### WHAT IS EXPECTED
Write out every line of the data below as a numbered list, skipping any blank lines.

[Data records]
:::

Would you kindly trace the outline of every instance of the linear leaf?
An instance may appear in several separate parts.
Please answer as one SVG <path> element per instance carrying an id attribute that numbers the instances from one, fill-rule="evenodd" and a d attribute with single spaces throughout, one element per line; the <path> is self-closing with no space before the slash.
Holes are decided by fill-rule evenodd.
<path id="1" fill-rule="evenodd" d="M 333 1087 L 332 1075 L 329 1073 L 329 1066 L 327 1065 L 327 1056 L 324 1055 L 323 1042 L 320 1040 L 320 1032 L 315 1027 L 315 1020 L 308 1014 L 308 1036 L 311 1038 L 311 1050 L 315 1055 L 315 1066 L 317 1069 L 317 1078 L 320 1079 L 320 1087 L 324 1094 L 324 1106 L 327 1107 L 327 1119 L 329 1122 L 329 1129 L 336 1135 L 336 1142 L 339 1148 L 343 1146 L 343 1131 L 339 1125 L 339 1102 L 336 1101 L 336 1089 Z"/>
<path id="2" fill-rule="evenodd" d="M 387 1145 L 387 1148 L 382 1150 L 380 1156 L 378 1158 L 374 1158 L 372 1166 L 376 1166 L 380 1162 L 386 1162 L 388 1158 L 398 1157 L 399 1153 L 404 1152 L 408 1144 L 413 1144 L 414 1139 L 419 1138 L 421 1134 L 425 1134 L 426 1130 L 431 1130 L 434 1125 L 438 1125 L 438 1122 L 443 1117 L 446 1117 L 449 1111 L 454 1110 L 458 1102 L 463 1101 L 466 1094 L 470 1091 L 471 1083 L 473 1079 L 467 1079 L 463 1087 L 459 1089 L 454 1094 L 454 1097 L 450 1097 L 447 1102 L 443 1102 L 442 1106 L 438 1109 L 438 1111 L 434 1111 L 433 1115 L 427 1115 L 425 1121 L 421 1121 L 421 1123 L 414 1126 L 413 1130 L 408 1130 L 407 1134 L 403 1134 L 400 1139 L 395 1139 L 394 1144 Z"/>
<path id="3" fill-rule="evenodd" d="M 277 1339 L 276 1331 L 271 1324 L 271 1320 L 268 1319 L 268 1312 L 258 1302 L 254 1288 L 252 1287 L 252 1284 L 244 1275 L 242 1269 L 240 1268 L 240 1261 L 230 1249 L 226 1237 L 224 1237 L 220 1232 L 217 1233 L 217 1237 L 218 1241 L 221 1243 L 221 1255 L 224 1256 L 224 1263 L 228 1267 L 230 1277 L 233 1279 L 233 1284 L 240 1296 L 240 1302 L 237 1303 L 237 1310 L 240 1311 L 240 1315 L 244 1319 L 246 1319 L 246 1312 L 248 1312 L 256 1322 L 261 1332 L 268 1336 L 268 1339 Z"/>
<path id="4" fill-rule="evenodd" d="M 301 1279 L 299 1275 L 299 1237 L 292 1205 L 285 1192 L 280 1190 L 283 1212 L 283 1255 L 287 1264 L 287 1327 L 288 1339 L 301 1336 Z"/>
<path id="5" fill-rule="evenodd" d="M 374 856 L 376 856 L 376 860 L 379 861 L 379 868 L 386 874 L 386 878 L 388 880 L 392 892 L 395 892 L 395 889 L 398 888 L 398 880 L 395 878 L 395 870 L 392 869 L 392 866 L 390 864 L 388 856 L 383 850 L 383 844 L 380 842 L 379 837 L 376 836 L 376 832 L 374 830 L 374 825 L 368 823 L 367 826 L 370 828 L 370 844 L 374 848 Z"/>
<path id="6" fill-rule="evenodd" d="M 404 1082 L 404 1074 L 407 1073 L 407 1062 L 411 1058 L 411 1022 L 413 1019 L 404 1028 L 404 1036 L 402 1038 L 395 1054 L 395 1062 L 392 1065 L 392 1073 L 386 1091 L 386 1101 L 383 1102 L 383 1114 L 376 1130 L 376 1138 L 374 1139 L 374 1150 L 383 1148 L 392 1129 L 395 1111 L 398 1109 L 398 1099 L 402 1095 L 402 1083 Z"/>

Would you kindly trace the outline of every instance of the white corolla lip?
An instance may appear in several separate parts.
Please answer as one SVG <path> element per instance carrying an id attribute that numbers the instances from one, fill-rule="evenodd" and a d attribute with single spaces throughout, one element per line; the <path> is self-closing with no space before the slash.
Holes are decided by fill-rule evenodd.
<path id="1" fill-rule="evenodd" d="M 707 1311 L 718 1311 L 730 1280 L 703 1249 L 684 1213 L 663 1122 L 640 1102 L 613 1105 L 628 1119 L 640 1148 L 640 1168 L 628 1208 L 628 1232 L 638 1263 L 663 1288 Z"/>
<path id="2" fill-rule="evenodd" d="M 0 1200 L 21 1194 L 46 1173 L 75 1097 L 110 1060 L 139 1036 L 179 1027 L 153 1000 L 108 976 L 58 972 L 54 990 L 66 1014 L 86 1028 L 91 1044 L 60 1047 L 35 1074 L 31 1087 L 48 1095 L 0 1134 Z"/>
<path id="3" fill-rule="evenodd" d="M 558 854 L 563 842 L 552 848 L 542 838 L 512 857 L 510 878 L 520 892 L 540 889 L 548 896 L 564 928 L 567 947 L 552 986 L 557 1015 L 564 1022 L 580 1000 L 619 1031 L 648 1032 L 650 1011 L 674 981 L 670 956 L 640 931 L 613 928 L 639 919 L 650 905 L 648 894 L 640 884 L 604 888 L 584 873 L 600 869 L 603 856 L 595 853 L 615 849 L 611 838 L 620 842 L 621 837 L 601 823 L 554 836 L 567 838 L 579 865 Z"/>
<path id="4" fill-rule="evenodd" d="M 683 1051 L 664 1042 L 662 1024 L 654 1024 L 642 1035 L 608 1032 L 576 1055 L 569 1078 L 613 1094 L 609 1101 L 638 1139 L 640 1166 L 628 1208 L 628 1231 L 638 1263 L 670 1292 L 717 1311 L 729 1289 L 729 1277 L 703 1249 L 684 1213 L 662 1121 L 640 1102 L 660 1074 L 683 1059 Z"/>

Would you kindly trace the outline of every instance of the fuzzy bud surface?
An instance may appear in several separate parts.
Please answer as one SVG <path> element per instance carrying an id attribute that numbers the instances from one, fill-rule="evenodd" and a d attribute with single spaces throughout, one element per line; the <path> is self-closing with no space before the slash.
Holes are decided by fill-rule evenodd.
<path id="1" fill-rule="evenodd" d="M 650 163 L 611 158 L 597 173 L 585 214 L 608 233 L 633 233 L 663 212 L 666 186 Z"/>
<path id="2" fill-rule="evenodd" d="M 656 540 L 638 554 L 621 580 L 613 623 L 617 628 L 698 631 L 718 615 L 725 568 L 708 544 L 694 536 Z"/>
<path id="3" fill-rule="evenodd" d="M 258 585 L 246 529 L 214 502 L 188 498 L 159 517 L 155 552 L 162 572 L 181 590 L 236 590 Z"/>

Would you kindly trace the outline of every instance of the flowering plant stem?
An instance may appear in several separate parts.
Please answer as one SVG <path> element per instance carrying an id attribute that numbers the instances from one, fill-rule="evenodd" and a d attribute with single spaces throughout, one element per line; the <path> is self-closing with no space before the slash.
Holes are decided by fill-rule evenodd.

:::

### TASK OUTPUT
1. Would you kindly trace the outline of every instance of the linear leaf?
2. An instance may appear in several separate parts.
3. Please answer as one SVG <path> element per instance carrying an id attribute that numbers the instances from one, fill-rule="evenodd" and a d attribute with single spaces throughout, one element per line; the <path> is self-closing with no space before the slash.
4. Holes are decided by fill-rule evenodd.
5. <path id="1" fill-rule="evenodd" d="M 333 1087 L 332 1075 L 329 1073 L 329 1066 L 327 1065 L 327 1056 L 324 1055 L 323 1042 L 320 1040 L 320 1032 L 315 1027 L 315 1020 L 308 1014 L 308 1036 L 311 1038 L 311 1050 L 315 1055 L 315 1066 L 317 1069 L 317 1078 L 320 1079 L 320 1087 L 324 1094 L 324 1106 L 327 1107 L 327 1119 L 329 1122 L 329 1129 L 336 1135 L 336 1142 L 339 1148 L 343 1146 L 343 1131 L 339 1125 L 339 1102 L 336 1101 L 336 1089 Z"/>
6. <path id="2" fill-rule="evenodd" d="M 387 1145 L 387 1148 L 382 1150 L 380 1156 L 378 1158 L 374 1158 L 372 1166 L 376 1166 L 380 1162 L 386 1162 L 388 1158 L 398 1157 L 399 1153 L 404 1152 L 408 1144 L 413 1144 L 414 1139 L 419 1138 L 421 1134 L 425 1134 L 426 1130 L 431 1130 L 434 1125 L 438 1125 L 438 1122 L 443 1117 L 446 1117 L 449 1111 L 454 1110 L 458 1102 L 463 1101 L 466 1094 L 470 1091 L 471 1083 L 473 1079 L 467 1079 L 463 1087 L 459 1089 L 454 1094 L 454 1097 L 450 1097 L 447 1102 L 443 1102 L 442 1106 L 438 1109 L 438 1111 L 434 1111 L 433 1115 L 427 1115 L 425 1121 L 421 1121 L 421 1123 L 414 1126 L 413 1130 L 408 1130 L 407 1134 L 403 1134 L 400 1139 L 395 1139 L 394 1144 Z"/>
7. <path id="3" fill-rule="evenodd" d="M 277 1339 L 276 1331 L 271 1324 L 271 1320 L 268 1319 L 268 1312 L 258 1302 L 254 1288 L 252 1287 L 252 1284 L 244 1275 L 242 1269 L 240 1268 L 240 1261 L 230 1249 L 226 1237 L 224 1237 L 220 1232 L 217 1233 L 217 1237 L 218 1241 L 221 1243 L 221 1255 L 224 1256 L 224 1263 L 228 1267 L 230 1277 L 233 1279 L 233 1284 L 240 1296 L 240 1302 L 237 1303 L 237 1310 L 240 1311 L 240 1315 L 244 1319 L 246 1319 L 246 1312 L 248 1312 L 256 1322 L 261 1332 L 268 1336 L 268 1339 Z"/>
8. <path id="4" fill-rule="evenodd" d="M 301 1279 L 299 1275 L 299 1237 L 292 1205 L 285 1192 L 280 1190 L 283 1212 L 283 1255 L 287 1264 L 287 1327 L 288 1339 L 301 1336 Z"/>
9. <path id="5" fill-rule="evenodd" d="M 374 856 L 376 856 L 376 860 L 379 861 L 379 868 L 386 874 L 386 878 L 388 880 L 392 892 L 395 892 L 395 889 L 398 888 L 398 880 L 395 878 L 395 870 L 392 869 L 392 866 L 390 864 L 388 856 L 383 850 L 383 844 L 380 842 L 379 837 L 376 836 L 376 832 L 374 830 L 374 825 L 368 823 L 367 826 L 370 828 L 370 844 L 374 848 Z"/>
10. <path id="6" fill-rule="evenodd" d="M 404 1082 L 404 1074 L 407 1073 L 407 1062 L 411 1058 L 411 1022 L 413 1019 L 404 1028 L 404 1036 L 402 1038 L 395 1054 L 395 1062 L 392 1065 L 392 1073 L 386 1091 L 386 1101 L 383 1102 L 383 1114 L 376 1130 L 376 1138 L 374 1139 L 374 1150 L 383 1148 L 392 1129 L 395 1111 L 398 1109 L 398 1099 L 402 1095 L 402 1083 Z"/>
11. Would you kindly trace the outline of every instance of the white corolla lip?
12. An instance may appear in several separate parts.
13. Please answer as one SVG <path> element per instance carrying an id attribute that numbers the instances from one, fill-rule="evenodd" and a d attribute with single spaces throughout, one element per line; the <path> is self-closing with no space before the slash.
14. Holes are decided by fill-rule evenodd.
15. <path id="1" fill-rule="evenodd" d="M 707 1311 L 718 1311 L 730 1280 L 703 1249 L 684 1213 L 663 1122 L 640 1102 L 613 1105 L 628 1119 L 640 1148 L 640 1168 L 628 1208 L 628 1232 L 638 1263 L 663 1288 Z"/>
16. <path id="2" fill-rule="evenodd" d="M 0 1200 L 21 1194 L 46 1173 L 75 1097 L 110 1060 L 139 1036 L 179 1027 L 153 1000 L 108 976 L 58 972 L 54 990 L 66 1014 L 86 1028 L 91 1044 L 60 1047 L 35 1074 L 31 1087 L 48 1095 L 0 1134 Z"/>
17. <path id="3" fill-rule="evenodd" d="M 558 854 L 563 842 L 552 848 L 542 838 L 512 857 L 510 878 L 520 892 L 540 889 L 548 896 L 564 928 L 567 947 L 552 986 L 557 1015 L 564 1022 L 580 1000 L 619 1031 L 648 1032 L 650 1011 L 674 981 L 670 956 L 640 931 L 613 928 L 639 919 L 650 905 L 648 894 L 640 884 L 604 888 L 584 873 L 600 869 L 603 856 L 595 853 L 615 849 L 611 838 L 620 842 L 621 837 L 601 823 L 554 836 L 567 838 L 579 865 Z"/>
18. <path id="4" fill-rule="evenodd" d="M 683 1051 L 664 1042 L 662 1024 L 654 1024 L 642 1035 L 608 1032 L 576 1055 L 569 1078 L 613 1094 L 609 1101 L 638 1139 L 640 1166 L 628 1208 L 628 1231 L 638 1263 L 670 1292 L 717 1311 L 729 1289 L 729 1277 L 703 1249 L 684 1213 L 662 1121 L 640 1102 L 660 1074 L 683 1059 Z"/>
19. Would you kindly trace the outline of every instance of the fuzzy bud surface?
20. An instance may appear in several separate parts.
21. Please answer as one SVG <path> element per instance carrying an id attribute that numbers the instances from one, fill-rule="evenodd" and a d attribute with single spaces throughout, one element per line; the <path> is self-closing with no space before the slash.
22. Holes are decided by fill-rule evenodd.
23. <path id="1" fill-rule="evenodd" d="M 650 163 L 611 158 L 597 173 L 585 214 L 608 233 L 633 233 L 663 212 L 666 186 Z"/>
24. <path id="2" fill-rule="evenodd" d="M 656 540 L 638 554 L 621 580 L 613 623 L 617 628 L 698 631 L 718 615 L 725 568 L 708 544 L 694 536 Z"/>
25. <path id="3" fill-rule="evenodd" d="M 258 585 L 246 529 L 214 502 L 188 498 L 159 517 L 155 552 L 162 572 L 181 590 L 236 590 Z"/>
26. Would you kindly trace the outline of every instance of the flowering plant stem?
27. An instance may appear in several separate parts.
28. Please answer as one SVG <path> element per instance carrying an id attribute that numbers the instances from one, fill-rule="evenodd" and a d attribute with single spaces throughout, one element per line; the <path> is self-closing with no space before the slash.
29. Holes are decided by fill-rule evenodd.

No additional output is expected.